--- START ---

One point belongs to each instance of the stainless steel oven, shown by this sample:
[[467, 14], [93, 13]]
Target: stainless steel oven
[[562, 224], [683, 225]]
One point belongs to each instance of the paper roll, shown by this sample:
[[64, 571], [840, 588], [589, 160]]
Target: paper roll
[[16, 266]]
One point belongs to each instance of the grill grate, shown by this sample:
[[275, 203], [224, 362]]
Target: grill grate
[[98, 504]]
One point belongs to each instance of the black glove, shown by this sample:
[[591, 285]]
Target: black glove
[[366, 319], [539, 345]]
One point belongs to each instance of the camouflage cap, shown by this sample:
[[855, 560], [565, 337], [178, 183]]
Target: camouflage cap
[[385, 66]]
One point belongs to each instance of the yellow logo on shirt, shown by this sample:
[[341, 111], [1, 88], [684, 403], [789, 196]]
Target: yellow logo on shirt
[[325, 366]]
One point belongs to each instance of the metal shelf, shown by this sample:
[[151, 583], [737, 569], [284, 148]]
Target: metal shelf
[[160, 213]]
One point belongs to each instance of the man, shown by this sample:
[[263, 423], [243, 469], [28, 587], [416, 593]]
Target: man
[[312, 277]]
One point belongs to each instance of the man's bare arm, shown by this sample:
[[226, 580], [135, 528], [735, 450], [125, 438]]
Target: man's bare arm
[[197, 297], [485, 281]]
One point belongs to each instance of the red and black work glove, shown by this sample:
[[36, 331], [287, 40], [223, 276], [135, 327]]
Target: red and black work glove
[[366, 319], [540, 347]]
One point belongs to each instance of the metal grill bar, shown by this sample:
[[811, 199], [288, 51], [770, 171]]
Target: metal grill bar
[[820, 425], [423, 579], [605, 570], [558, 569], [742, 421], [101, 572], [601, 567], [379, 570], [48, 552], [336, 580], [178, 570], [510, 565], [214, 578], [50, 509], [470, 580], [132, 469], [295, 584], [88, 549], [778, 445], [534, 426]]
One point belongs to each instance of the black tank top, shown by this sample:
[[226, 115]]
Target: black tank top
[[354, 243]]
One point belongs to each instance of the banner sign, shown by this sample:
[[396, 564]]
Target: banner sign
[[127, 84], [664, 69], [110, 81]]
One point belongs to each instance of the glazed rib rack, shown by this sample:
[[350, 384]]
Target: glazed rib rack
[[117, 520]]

--- END ---

_What you are asked to do:_ Rewrite all of the data above with every "Target" renamed to "Label", keeping everything else unchanged.

_Result of the task:_
One point belongs to each instance of the stainless steel oven, shown by this sample:
[[467, 14], [93, 13]]
Label: stainless steel oven
[[562, 224], [683, 225]]
One point belongs to each instance of the paper roll, shown by this sample:
[[64, 571], [840, 588], [589, 160]]
Label: paper roll
[[16, 266]]
One point belongs to each instance of the grill grate, shown by this sample:
[[275, 203], [224, 362]]
Label: grill grate
[[98, 504]]
One point belongs to each instance of the black glove, shown by this sample:
[[591, 285]]
Label: black glove
[[366, 319], [539, 345]]
One point belongs to each instance of the camouflage cap, shown by this sample:
[[855, 560], [565, 337], [178, 183]]
Label: camouflage cap
[[385, 66]]
One point belongs to each instance of the yellow logo on shirt, shown by this sample:
[[341, 111], [1, 88], [684, 403], [789, 196]]
Label: yellow logo on shirt
[[325, 366]]
One point belongs to each instance of the metal shelf, shown by this sample:
[[151, 583], [737, 569], [284, 148]]
Label: metal shelf
[[160, 213]]
One point belongs to each instance of the man, shown by this sample:
[[263, 423], [243, 469], [28, 587], [416, 593]]
Label: man
[[312, 277]]
One point belongs to each instance of the man's bare arm, shown by this sample:
[[226, 580], [135, 528], [735, 450], [125, 438]]
Label: man's bare arm
[[197, 297], [485, 281]]
One point belongs to each instance of the red and black work glove, shown by this sample:
[[36, 331], [287, 40], [223, 276], [135, 327]]
Label: red and black work glove
[[366, 319], [540, 347]]
One point belongs to each instance of the metal grill bar, shown by this sample:
[[811, 199], [288, 51], [770, 171]]
Label: metal grill bar
[[820, 425], [423, 579], [605, 570], [558, 569], [742, 421], [101, 572], [601, 567], [379, 570], [48, 552], [336, 580], [178, 570], [510, 565], [214, 578], [50, 509], [470, 580], [132, 469], [295, 584], [88, 549], [778, 445], [534, 426]]
One point belongs to each instance of the black tank top, shown by this sample:
[[226, 115]]
Label: black tank top
[[354, 243]]
One point belongs to each instance of the banner sign, shown by this sample:
[[396, 564]]
Label: banner sign
[[127, 84], [664, 69], [110, 81]]
One point belongs to each instance of the glazed rib rack, shown by this sample:
[[350, 384]]
Label: glazed rib rack
[[117, 520]]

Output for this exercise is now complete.